◆ Materials provided:
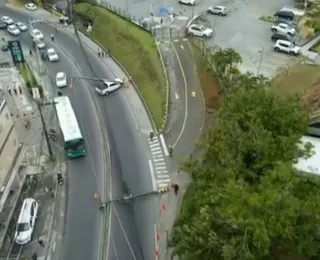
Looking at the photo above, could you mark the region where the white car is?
[1,16,13,25]
[271,23,296,35]
[7,24,20,36]
[273,40,300,55]
[56,72,68,88]
[24,3,37,11]
[16,22,28,32]
[14,198,39,245]
[30,29,44,41]
[33,39,46,50]
[178,0,196,5]
[47,48,59,61]
[208,5,227,16]
[95,78,123,96]
[188,24,213,38]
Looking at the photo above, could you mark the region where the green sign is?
[8,41,24,64]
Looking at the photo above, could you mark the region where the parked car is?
[14,198,39,245]
[274,10,294,20]
[178,0,196,5]
[271,32,296,44]
[271,23,296,35]
[95,78,123,96]
[16,22,28,32]
[24,3,38,11]
[1,16,13,25]
[208,5,227,16]
[187,24,213,38]
[273,40,300,55]
[7,24,20,36]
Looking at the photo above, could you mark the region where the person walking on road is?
[38,236,44,247]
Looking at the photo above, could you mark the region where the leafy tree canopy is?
[171,49,320,260]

◆ Short exercise: Starting at the line that contains "tree canopy is?" and continuing through the last of the items, copy those lines again, swapping "leafy" for "dense" and changing nothing else.

◆ Correct answer:
Looking at the photo above, could you mark the region where the dense tree canopy is?
[171,49,320,260]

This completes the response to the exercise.